Or maybe they just can’t compete with huge multinational corporations who can easily afford to carry a loss at a few of their stores. An independent business owner doesn’t have that luxury, especially in an area where potential profit margins are so slim to begin with.

It’s not about “socialism” — it’s about leveling the playing field and reducing obstacles for local businesses who, unlike Big Food, actually have a stake in the local community. As such, this is a fundamentally *conservative* idea, because isn’t Main Street USA part of what we collectively pine for? And on Main Street USA, there aren’t very many McDonalds restaurants. Instead, it is lined with local businesses owned by local merchants who, instead of sourcing their materials from, and sending their profits to, far-away corporate offices, will plow their revenues right back into the local economy.

Relying on McDonalds and Yum! Brands as a long-term economic redevelopment strategy is not a recipe for success. Encouraging local people to go into business for themselves just might be.

Aug 13, 2008 - 10:35 am 9. Daerken D Duck:

”You Have A Duty To Be Healthy. Health Is Not A Private Matter. Your Body Belongs To The State.” – the Hitler Youth No smoking pledge

Aug 13, 2008 - 11:03 am 10. pch1013:

“”You Have A Duty To Keep Your Baby. Abortion Is Not A Private Matter. Your Uterus Belongs To The State.” – the Pro-Life pledge”

There, I fixed it for you.

Aug 13, 2008 - 11:27 am 11. david levavi:

Goy:
Right on shaigetz. What’s important is for all of us to get past foaming at the mouth anger and frustration and see what can be done to stop these wonkish do-gooders from ruining our lives and the lives of our children.

In MA it’s health care. In New York, once known as the city that never sleeps, we have a mayor who takes his pills with soy milk and goes to sleep at eight. Ray Charles’ or Billy Joel’s New York State of Mind is alien to hizzoner.

That sold by wealthy, ambitious, socialists today as prudence and health was once sold as prudence and religion. The goods for sale, then as now, is Temperance.
━━━━
__WHAT YOU NEED TO DO__.
Answer from the comment thread above:
(a) What is Main Street USA lined with, according to the opening comment?
(b) At what time on Aug 13, 2008 did pch1013 post?
(c) What does the New York mayor take his pills with, according to david levavi?
━━━━
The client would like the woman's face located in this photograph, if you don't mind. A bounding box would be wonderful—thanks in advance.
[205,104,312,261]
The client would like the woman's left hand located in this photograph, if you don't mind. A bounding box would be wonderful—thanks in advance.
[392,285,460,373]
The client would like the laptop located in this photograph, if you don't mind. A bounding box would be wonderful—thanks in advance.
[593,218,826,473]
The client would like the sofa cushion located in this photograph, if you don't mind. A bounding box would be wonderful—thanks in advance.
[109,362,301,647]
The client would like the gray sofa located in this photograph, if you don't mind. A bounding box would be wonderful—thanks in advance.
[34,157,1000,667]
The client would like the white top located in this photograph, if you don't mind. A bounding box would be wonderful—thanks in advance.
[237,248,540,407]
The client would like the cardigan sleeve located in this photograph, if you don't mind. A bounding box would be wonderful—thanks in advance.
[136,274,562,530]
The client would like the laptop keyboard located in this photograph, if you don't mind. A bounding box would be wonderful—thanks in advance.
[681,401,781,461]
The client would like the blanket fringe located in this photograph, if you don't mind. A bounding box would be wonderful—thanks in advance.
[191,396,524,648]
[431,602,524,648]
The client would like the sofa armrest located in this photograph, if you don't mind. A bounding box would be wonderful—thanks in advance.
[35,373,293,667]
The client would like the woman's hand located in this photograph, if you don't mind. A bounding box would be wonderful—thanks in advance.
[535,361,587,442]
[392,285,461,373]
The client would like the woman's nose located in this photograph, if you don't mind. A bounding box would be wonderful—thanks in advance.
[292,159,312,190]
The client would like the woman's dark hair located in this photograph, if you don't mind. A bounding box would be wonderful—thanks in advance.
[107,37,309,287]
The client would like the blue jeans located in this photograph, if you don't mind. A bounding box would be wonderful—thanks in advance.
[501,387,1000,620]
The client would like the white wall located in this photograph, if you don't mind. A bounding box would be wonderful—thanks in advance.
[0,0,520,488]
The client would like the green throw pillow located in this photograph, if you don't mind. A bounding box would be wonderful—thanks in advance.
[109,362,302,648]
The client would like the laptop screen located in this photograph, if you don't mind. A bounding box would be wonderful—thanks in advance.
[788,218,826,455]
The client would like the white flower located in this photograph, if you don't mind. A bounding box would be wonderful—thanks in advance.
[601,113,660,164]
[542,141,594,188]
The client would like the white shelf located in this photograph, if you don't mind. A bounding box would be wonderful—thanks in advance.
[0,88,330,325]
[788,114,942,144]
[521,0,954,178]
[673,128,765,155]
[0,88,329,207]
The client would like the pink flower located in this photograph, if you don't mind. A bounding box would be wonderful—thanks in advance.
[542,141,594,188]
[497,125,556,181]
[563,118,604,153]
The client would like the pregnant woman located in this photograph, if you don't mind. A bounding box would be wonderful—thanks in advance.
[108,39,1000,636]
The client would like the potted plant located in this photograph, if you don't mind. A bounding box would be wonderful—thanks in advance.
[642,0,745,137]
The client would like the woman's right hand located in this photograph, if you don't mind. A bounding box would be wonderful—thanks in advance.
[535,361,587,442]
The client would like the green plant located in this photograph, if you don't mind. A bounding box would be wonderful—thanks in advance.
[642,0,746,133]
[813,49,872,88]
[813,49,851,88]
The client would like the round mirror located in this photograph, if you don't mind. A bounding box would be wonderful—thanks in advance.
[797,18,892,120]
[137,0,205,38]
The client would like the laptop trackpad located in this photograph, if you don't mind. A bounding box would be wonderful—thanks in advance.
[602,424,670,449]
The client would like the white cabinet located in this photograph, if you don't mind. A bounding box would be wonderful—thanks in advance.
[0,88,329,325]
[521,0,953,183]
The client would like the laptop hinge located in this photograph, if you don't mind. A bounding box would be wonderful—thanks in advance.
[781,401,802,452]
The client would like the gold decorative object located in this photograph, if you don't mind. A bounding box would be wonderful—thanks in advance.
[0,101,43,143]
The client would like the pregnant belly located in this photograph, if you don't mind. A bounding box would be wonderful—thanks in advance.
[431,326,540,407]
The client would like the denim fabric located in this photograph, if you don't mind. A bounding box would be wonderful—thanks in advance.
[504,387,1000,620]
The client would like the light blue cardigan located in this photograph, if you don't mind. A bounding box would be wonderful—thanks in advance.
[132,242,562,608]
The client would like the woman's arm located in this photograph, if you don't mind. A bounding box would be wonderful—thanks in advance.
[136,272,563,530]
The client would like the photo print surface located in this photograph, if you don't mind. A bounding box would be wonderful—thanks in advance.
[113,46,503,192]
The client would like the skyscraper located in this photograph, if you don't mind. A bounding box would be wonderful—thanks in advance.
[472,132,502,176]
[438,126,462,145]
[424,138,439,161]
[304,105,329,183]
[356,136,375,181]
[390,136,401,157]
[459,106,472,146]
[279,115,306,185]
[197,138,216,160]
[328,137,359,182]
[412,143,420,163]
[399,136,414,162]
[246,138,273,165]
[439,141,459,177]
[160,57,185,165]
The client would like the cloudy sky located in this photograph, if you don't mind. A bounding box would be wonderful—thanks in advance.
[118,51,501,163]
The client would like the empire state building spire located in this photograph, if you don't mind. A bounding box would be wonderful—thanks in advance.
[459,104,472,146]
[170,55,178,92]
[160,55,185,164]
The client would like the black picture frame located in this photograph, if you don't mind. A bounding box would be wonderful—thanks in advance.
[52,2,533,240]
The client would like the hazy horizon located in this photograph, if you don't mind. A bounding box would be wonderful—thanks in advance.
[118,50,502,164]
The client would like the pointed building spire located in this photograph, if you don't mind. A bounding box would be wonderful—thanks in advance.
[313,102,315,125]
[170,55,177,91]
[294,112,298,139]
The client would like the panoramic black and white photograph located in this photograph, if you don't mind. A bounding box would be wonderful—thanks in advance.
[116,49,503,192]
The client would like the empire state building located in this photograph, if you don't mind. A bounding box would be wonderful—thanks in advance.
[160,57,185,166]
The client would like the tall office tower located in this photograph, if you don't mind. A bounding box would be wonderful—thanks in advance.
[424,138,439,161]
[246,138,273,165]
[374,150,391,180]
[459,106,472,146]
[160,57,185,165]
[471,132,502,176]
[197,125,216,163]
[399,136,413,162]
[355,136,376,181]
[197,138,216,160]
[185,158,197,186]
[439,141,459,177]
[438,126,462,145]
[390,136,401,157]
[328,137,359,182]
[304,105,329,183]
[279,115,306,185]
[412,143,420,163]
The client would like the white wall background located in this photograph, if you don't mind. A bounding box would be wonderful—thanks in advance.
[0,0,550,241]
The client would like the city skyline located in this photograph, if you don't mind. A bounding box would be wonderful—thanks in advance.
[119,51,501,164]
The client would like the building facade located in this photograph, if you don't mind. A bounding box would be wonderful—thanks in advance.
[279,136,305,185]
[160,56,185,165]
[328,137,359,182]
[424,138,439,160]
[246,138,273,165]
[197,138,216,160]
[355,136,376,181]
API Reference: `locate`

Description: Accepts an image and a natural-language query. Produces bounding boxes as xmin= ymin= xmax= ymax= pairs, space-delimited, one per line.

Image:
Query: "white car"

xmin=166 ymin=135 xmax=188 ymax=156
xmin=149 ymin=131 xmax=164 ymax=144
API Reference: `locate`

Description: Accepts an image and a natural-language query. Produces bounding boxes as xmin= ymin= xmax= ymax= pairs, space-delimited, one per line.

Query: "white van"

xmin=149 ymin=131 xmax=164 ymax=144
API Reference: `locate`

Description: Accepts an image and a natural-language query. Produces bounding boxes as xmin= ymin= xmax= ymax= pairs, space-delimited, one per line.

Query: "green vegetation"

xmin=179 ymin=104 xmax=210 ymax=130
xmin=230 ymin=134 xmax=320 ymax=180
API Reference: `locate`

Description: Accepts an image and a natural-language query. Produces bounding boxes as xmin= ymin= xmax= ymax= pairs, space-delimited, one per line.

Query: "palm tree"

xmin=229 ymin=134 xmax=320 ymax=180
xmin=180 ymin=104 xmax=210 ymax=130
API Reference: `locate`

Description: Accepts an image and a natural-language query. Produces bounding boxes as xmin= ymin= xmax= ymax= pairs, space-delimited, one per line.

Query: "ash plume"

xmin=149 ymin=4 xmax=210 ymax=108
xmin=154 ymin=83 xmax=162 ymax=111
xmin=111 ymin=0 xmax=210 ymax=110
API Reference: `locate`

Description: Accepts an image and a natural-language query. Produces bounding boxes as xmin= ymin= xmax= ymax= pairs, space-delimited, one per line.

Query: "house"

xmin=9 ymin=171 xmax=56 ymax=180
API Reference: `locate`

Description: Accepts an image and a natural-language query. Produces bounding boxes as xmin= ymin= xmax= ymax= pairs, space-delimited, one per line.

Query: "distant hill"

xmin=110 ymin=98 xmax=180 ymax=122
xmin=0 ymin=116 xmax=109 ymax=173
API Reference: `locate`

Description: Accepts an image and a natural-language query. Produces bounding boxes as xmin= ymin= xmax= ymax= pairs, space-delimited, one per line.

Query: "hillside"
━━━━
__ANSWER SPACE__.
(a) Local businesses owned by local merchants.
(b) 11:03 am.
(c) Soy milk.